Express the material below as a JSON list of strings, one string per line, from the line containing "shadow on porch" through the line containing "172), (255, 170)]", including both of those lines. Leave out blank lines.
------------------------------------------------------------
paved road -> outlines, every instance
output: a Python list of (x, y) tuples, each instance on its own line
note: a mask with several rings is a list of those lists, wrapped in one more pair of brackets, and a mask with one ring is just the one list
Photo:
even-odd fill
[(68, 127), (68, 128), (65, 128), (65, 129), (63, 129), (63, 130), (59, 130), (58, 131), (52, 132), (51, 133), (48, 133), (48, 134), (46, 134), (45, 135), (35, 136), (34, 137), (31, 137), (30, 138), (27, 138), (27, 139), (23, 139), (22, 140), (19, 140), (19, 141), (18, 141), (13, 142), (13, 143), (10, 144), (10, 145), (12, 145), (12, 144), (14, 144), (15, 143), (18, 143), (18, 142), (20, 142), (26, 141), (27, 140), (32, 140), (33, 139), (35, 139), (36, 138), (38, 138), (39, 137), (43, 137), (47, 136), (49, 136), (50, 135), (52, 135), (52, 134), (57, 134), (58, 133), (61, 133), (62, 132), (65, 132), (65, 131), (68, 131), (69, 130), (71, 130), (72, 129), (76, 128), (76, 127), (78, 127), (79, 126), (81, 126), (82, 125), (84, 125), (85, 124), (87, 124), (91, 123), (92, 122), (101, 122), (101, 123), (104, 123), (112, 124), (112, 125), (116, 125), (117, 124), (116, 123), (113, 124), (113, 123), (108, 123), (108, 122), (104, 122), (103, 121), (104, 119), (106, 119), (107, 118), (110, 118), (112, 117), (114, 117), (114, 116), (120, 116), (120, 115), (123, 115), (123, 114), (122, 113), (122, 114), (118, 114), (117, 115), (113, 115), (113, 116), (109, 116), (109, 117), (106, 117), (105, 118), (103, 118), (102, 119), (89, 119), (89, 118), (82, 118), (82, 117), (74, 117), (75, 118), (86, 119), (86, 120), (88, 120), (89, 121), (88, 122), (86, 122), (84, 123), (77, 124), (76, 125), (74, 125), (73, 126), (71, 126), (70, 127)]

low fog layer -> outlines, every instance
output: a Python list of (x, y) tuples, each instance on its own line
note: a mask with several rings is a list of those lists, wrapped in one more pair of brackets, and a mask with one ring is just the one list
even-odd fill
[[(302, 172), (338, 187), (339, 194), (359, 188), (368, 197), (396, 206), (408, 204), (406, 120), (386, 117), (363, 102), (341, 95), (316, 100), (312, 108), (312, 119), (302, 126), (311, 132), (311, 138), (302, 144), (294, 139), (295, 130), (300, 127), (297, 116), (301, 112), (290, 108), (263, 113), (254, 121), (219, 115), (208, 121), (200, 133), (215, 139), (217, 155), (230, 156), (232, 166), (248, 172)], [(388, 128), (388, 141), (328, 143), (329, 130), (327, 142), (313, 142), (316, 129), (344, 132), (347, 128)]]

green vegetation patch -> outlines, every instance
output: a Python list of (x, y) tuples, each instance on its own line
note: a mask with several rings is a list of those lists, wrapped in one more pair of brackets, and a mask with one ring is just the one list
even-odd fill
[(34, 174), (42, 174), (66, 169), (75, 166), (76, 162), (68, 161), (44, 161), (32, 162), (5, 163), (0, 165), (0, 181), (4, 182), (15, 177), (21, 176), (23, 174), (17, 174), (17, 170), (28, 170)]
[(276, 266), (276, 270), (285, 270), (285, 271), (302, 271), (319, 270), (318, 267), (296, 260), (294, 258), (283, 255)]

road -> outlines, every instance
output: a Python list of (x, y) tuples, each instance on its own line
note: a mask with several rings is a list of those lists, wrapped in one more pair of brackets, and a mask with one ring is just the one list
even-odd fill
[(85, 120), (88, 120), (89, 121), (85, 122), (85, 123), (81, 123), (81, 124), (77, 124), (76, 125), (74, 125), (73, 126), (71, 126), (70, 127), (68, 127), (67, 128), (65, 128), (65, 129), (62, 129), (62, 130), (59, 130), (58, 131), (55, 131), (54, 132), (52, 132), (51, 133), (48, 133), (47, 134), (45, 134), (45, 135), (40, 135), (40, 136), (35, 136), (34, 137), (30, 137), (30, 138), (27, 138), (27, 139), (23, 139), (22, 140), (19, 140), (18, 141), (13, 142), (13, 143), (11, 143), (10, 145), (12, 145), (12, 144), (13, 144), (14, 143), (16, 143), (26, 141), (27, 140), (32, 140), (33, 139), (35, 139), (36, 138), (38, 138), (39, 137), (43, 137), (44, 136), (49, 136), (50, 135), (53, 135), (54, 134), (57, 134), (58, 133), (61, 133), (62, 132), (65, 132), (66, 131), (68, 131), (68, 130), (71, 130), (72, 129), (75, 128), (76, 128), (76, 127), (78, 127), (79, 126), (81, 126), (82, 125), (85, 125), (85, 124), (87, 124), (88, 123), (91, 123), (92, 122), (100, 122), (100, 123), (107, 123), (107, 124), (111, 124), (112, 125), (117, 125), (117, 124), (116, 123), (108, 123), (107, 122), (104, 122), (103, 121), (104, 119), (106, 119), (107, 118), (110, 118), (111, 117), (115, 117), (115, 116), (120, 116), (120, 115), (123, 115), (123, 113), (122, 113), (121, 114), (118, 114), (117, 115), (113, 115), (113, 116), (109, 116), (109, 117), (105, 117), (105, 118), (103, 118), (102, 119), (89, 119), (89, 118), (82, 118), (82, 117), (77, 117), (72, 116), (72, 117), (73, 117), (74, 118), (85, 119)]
------------------------------------------------------------
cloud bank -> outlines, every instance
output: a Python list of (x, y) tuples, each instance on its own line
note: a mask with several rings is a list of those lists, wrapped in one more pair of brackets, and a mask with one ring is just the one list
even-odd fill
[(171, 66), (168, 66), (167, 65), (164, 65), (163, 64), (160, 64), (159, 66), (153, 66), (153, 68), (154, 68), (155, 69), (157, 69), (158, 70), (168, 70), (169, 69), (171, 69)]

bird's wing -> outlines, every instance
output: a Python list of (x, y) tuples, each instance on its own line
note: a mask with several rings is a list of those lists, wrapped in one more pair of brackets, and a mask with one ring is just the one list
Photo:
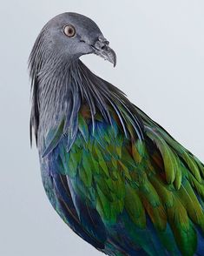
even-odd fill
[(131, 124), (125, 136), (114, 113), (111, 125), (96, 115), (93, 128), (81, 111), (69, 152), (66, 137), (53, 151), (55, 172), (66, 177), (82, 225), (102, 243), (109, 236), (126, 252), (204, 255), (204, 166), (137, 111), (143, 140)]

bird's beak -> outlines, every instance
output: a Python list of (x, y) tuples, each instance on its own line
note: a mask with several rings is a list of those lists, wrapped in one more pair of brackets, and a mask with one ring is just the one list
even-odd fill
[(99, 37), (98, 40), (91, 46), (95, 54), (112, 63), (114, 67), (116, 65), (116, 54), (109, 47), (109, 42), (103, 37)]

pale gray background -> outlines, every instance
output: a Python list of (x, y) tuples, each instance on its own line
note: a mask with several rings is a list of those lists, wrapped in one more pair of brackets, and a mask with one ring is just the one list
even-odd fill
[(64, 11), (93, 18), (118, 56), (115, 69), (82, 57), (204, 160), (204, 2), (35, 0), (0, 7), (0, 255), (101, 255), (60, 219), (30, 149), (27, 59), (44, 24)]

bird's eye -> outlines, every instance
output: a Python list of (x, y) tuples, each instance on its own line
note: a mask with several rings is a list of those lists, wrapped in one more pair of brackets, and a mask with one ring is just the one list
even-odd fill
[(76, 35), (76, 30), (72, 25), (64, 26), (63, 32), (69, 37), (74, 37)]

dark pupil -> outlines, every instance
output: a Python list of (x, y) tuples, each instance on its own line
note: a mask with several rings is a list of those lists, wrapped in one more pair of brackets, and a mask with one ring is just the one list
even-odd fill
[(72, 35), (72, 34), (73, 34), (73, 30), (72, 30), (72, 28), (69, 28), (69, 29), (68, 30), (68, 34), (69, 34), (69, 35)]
------------------------------------------------------------
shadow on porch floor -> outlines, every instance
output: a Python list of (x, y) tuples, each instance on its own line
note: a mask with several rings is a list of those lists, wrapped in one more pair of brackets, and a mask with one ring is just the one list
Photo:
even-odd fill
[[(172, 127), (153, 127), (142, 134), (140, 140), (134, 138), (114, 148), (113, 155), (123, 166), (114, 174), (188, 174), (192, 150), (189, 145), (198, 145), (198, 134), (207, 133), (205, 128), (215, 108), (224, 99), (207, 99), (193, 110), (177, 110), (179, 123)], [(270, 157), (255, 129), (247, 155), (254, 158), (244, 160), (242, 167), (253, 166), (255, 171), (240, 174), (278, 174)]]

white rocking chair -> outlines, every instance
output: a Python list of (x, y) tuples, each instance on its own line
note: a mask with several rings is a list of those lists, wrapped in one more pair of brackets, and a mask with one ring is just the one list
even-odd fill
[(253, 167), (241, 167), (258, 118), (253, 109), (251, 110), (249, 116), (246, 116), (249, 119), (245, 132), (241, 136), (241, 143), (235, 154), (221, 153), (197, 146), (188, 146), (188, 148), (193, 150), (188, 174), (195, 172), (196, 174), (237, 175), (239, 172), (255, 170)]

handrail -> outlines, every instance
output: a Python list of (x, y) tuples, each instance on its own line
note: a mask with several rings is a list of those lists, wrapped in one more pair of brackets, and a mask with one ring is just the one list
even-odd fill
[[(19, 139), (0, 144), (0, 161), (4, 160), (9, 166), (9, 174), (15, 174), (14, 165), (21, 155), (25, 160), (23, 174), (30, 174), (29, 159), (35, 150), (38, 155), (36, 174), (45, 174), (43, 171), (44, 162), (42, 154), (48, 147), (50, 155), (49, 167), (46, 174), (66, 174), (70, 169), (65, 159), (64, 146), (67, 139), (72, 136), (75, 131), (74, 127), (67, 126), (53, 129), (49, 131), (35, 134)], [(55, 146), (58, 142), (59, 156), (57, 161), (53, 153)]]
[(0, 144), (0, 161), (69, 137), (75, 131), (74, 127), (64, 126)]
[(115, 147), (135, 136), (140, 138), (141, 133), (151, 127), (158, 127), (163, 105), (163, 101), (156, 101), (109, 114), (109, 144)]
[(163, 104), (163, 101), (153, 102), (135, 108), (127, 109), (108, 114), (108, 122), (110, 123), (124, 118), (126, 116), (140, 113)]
------------------------------------------------------------
→ Full output
[
  "shadow on porch floor -> outlines, every instance",
  "output: a Python list of (x, y) tuples, each instance on its own line",
  "note: a mask with several rings is a list of those lists, wrapped in one more pair of brackets, and a mask with one ring is just the one list",
  "Photo:",
  "even-odd fill",
  "[[(172, 127), (153, 127), (142, 134), (140, 140), (134, 138), (114, 148), (113, 155), (123, 166), (114, 174), (188, 174), (192, 150), (189, 145), (198, 145), (198, 134), (207, 133), (205, 128), (215, 108), (224, 99), (207, 99), (193, 110), (177, 110), (179, 123)], [(270, 157), (255, 129), (247, 155), (254, 158), (244, 160), (242, 167), (253, 166), (255, 171), (240, 174), (278, 174)]]",
  "white rocking chair -> outlines, every instance",
  "output: a Python list of (x, y) tuples, each instance on its own line",
  "note: a mask with several rings is a list of those lists, wrapped in one more pair of brackets, and a mask with one ring is just the one list",
  "even-odd fill",
  "[(253, 167), (241, 167), (258, 118), (253, 109), (251, 110), (249, 116), (246, 116), (249, 119), (245, 132), (241, 136), (241, 143), (235, 154), (221, 153), (197, 146), (188, 146), (188, 148), (193, 150), (188, 174), (195, 172), (196, 174), (237, 175), (239, 172), (255, 170)]"
]